▶ _WORK REQUIRED_
Copy the data below line for line, without any changes, and leave the pictures out of your copy.

▶ _AVAILABLE RECORDS_
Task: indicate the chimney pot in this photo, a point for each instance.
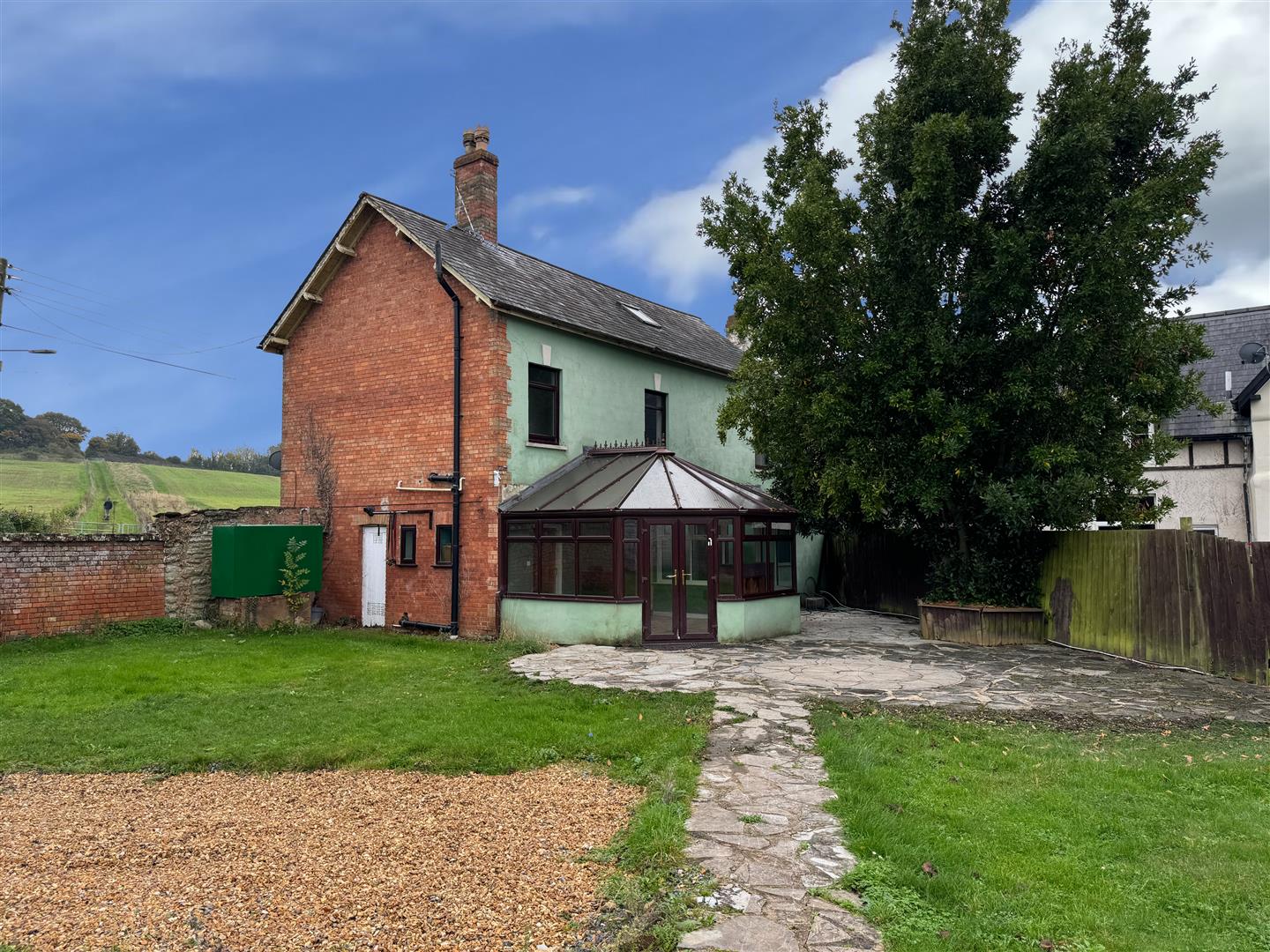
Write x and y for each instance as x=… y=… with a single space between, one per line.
x=476 y=185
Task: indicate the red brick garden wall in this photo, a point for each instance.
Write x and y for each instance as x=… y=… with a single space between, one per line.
x=64 y=583
x=374 y=363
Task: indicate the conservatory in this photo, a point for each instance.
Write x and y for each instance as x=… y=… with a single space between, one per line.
x=629 y=546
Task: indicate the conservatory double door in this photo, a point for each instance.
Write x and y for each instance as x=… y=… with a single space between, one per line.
x=680 y=597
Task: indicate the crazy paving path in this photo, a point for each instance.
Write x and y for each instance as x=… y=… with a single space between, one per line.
x=758 y=822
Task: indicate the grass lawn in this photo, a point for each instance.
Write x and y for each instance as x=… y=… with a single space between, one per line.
x=103 y=487
x=156 y=695
x=45 y=487
x=1086 y=839
x=213 y=489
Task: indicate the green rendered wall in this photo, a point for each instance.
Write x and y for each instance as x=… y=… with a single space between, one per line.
x=573 y=622
x=759 y=619
x=602 y=400
x=247 y=560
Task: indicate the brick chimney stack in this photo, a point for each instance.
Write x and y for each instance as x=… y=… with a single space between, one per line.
x=476 y=185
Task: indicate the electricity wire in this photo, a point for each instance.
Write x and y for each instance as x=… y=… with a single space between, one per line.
x=55 y=306
x=101 y=346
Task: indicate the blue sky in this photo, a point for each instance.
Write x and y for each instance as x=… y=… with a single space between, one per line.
x=185 y=163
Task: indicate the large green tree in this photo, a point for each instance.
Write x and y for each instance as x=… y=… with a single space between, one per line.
x=961 y=351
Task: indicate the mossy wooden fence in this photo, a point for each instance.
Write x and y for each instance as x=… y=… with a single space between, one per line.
x=1165 y=596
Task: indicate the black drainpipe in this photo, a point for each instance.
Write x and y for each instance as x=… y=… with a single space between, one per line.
x=456 y=480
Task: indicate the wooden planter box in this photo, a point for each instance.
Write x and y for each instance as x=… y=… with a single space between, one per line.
x=982 y=625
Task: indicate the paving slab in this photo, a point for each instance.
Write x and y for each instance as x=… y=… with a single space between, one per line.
x=759 y=761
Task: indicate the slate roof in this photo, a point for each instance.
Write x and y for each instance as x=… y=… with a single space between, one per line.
x=514 y=280
x=1226 y=331
x=646 y=479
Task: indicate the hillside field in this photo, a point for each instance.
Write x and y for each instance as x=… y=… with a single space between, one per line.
x=138 y=490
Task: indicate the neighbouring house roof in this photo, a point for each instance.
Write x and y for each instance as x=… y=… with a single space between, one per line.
x=641 y=479
x=521 y=285
x=1226 y=331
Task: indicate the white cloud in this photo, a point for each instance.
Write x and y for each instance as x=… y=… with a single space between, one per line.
x=554 y=197
x=1226 y=40
x=1244 y=285
x=92 y=49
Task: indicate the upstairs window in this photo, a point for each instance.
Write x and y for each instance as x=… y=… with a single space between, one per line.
x=544 y=404
x=444 y=545
x=643 y=317
x=409 y=534
x=654 y=418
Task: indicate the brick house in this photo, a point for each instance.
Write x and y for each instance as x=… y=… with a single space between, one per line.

▶ _SOLVED EXERCISE_
Task: indicate the chimney pot in this photo, a point for each instance.
Write x and y for each instance as x=… y=… with a single space between, one per line.
x=476 y=185
Task: indicate the red brick garden wall in this photo, a point for each instance.
Write x and y for each instance as x=… y=… with a single space between, one per line.
x=64 y=583
x=374 y=363
Task: indicate the conservatory in this photo, a point for each instance.
Write x and y for each instance as x=… y=… with a single space between, one per line.
x=629 y=546
Task: indicate the conservatory double door in this photo, a point for each instance.
Write x and y for each instance as x=… y=… with a single space between, one per line.
x=680 y=597
Task: indicate the crazy paving path in this photo, a point for each instance.
Write x and y for each instance as x=… y=… with a single space between, one per line.
x=758 y=822
Task: indicate the grass lawn in this photo, a point for each instance.
Write x and y for each instance as x=… y=… with a single space between, one per line.
x=103 y=487
x=156 y=695
x=45 y=487
x=1086 y=839
x=213 y=489
Task: indicate the green rendered wall in this photo, a point for each instance.
Write x and y for each instance as x=… y=… with a single space between, one per line.
x=573 y=622
x=759 y=619
x=602 y=400
x=247 y=560
Task: indicate the brick chimney stack in this photo, a point for each instance.
Write x and y for each instance as x=… y=… with a single space between, one per line.
x=476 y=185
Task: indicate the electricity wire in this photo, a point for each instance.
Write x and y for each instance as x=… y=… with a single space between, one per line.
x=55 y=306
x=101 y=346
Task: indicate the blue sky in this photo, a point for each instance.
Write x and y for each instance as x=… y=… with a single space between, one per line.
x=185 y=163
Task: indicate the large green tree in this photo, a point for each instance.
Write x and y for each instance as x=… y=… with a single space between, one per line.
x=961 y=351
Task: indicate the mossy wooden fence in this photo, a point for each instance.
Write x and y for each instance as x=… y=… with a single space between, one per line.
x=1165 y=596
Task: indicate the black drainpipe in this photo, a point for each instance.
Write x and y for each instance as x=… y=… with a single space between, one per line.
x=456 y=480
Task: indicate the wooden planter box in this photo, a point for each instance.
Write x and y for each instance as x=… y=… with a single space between, one per line.
x=982 y=625
Task: indicate the paving slab in this photo, a point for each instance.
Write x and y for each instance as x=… y=… with a single space between, one per line.
x=759 y=761
Task: indicate the slate roof in this photo, a point for each instance.
Write x and y for each instance as x=… y=… with a single space between, one per line.
x=514 y=280
x=1226 y=331
x=646 y=479
Task: indicate the hillside field in this photo, a point for each instance.
Write x and y for each instance as x=… y=… with a single space between, one per line.
x=138 y=490
Task: indicate the neighbouring house roof in this photo, a point for each instance.
Write x and y for each instance as x=… y=… with a single space between, one per line.
x=641 y=479
x=521 y=285
x=1226 y=331
Task: indicate the white cloud in this photo, a point for each instance.
Write x and y for each instance as x=… y=… with a single space between, one per line.
x=554 y=197
x=1226 y=40
x=1244 y=285
x=92 y=49
Task: indicate the upstairs window in this photo, a point for each instance.
Write x and y for each instance as x=… y=… with a single space between, one per line.
x=544 y=404
x=444 y=545
x=643 y=317
x=409 y=534
x=654 y=418
Task: indicate the brick house in this photo, a point for each instance.
Write x and y for each instance as x=… y=… with a single space between, one per line.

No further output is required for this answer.